Put the stretch of lines from the one containing "Spot the white cloud" through the end of the lines below into a Markdown table with the columns No. and Line. Skip blank lines and leave the pictures out.
─── INPUT
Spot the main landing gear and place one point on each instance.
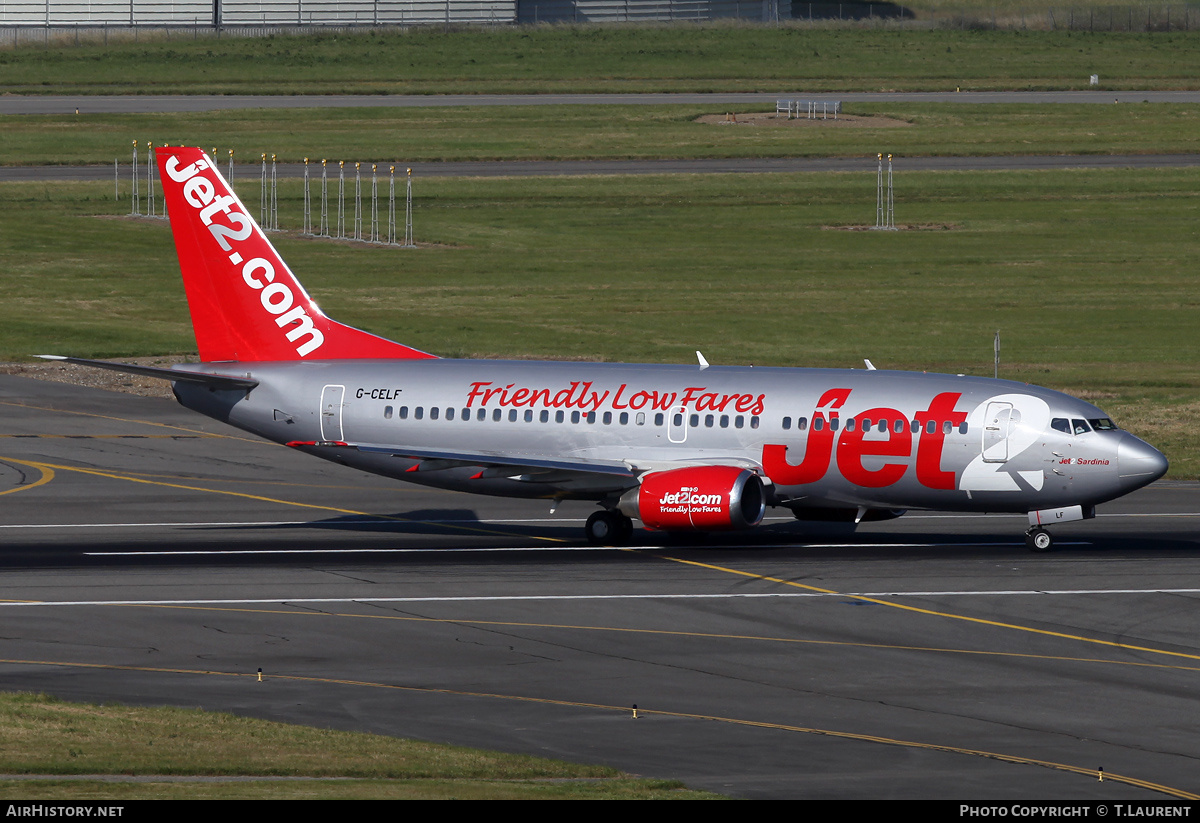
(1038, 539)
(609, 528)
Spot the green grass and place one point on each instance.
(718, 56)
(575, 132)
(1089, 275)
(42, 736)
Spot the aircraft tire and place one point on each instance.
(609, 528)
(1038, 540)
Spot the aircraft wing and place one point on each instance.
(507, 464)
(565, 472)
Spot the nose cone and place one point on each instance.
(1139, 463)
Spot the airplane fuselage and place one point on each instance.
(822, 438)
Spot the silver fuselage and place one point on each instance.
(822, 438)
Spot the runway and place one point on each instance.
(151, 556)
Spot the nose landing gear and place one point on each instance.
(1038, 539)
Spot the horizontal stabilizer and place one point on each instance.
(221, 380)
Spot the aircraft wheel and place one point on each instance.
(609, 528)
(1038, 540)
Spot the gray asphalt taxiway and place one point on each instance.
(151, 556)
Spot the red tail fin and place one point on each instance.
(245, 301)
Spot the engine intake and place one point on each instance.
(703, 498)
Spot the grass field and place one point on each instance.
(576, 132)
(1087, 275)
(41, 736)
(612, 58)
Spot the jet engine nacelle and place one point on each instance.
(702, 498)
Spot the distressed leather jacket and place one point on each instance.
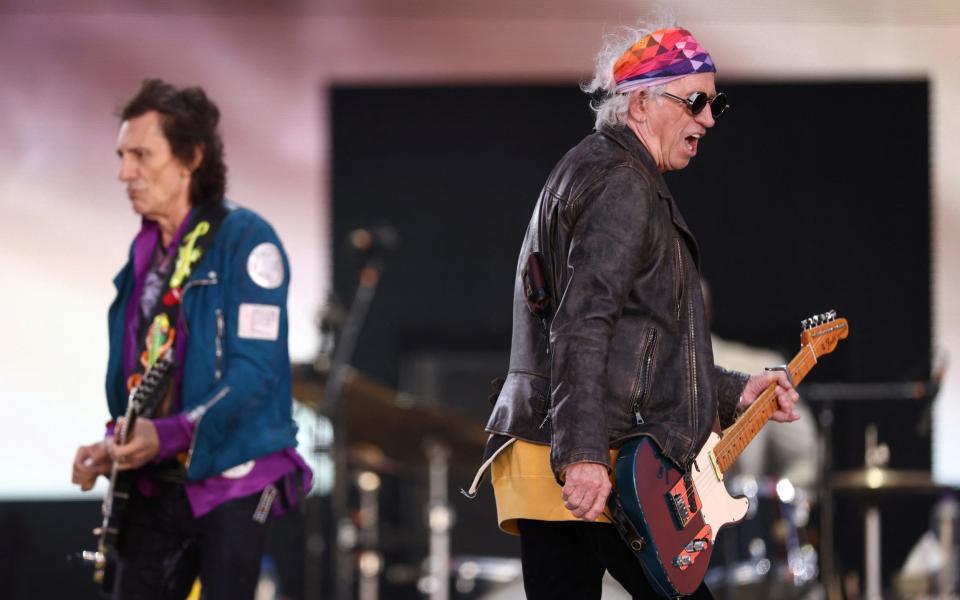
(624, 347)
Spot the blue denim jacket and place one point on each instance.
(235, 387)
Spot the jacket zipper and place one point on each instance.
(680, 278)
(196, 415)
(218, 345)
(693, 372)
(640, 394)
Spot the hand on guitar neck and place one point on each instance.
(787, 397)
(89, 463)
(140, 449)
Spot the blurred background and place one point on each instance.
(830, 184)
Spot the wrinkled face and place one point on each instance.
(671, 132)
(158, 184)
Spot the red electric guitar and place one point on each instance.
(673, 517)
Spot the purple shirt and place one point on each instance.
(175, 432)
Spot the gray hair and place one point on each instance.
(611, 107)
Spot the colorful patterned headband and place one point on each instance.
(660, 57)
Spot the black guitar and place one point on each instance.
(142, 401)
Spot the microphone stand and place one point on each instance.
(340, 559)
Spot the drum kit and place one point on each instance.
(774, 553)
(390, 436)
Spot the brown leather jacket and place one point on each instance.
(629, 350)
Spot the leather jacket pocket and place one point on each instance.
(680, 276)
(643, 380)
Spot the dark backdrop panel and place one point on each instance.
(805, 197)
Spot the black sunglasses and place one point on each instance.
(697, 101)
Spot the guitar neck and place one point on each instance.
(740, 434)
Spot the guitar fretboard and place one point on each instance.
(741, 433)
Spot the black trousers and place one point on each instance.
(163, 549)
(568, 559)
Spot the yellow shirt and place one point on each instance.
(524, 487)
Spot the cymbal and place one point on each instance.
(394, 422)
(875, 480)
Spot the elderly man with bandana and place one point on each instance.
(610, 339)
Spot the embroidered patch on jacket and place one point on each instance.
(259, 322)
(265, 266)
(239, 471)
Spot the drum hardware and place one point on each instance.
(369, 561)
(440, 517)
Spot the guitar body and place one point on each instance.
(678, 517)
(114, 507)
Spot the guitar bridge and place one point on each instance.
(692, 550)
(683, 501)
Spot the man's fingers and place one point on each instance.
(598, 505)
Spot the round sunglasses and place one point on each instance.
(697, 101)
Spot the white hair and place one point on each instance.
(612, 107)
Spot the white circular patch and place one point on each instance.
(265, 266)
(239, 471)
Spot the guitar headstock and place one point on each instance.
(822, 332)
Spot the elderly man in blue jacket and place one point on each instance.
(204, 288)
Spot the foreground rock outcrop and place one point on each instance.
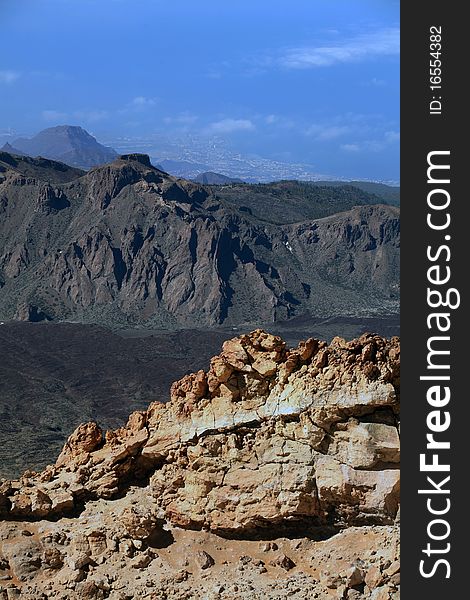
(276, 472)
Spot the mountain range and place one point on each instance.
(126, 244)
(66, 143)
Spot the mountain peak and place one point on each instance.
(143, 159)
(70, 144)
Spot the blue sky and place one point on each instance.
(308, 81)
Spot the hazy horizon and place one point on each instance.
(315, 85)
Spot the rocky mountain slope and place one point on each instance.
(66, 143)
(275, 474)
(127, 244)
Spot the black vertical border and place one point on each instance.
(420, 134)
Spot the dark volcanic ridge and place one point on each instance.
(126, 244)
(66, 143)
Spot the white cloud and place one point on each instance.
(9, 76)
(327, 132)
(91, 116)
(142, 101)
(184, 118)
(373, 145)
(231, 125)
(54, 116)
(379, 43)
(350, 147)
(392, 136)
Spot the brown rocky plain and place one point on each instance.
(273, 475)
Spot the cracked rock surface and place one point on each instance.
(275, 474)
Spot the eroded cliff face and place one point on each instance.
(126, 243)
(269, 444)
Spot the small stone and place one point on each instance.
(373, 577)
(204, 560)
(283, 561)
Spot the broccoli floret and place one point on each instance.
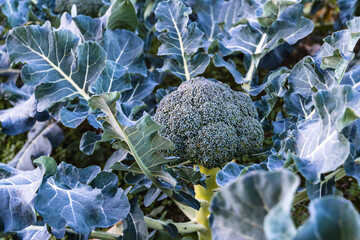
──────
§ OUTPUT OF THE TASK
| No. | Line |
|---|---|
| 1 | Spot the white cloud and place one point on each instance. |
| 2 | (9, 76) |
| 3 | (327, 132) |
| 4 | (91, 116) |
| 5 | (142, 101) |
| 6 | (184, 118) |
| 7 | (373, 145) |
| 8 | (231, 125) |
| 9 | (54, 116) |
| 10 | (379, 43) |
| 11 | (350, 147) |
| 12 | (392, 136) |
| 13 | Spot the brown rocky plain and place one point on each instance. |
| 14 | (273, 475) |
| 15 | Spot the cracked rock surface and place one point on each instance. |
| 16 | (275, 474) |
| 17 | Spot the eroded cliff face and place one point on each instance. |
| 18 | (126, 243) |
| 19 | (269, 444) |
| 20 | Spot the small stone and place one point on each instance. |
| 21 | (373, 577) |
| 22 | (204, 560) |
| 23 | (283, 561) |
| 24 | Spot the broccoli floret and place one point on each instance. |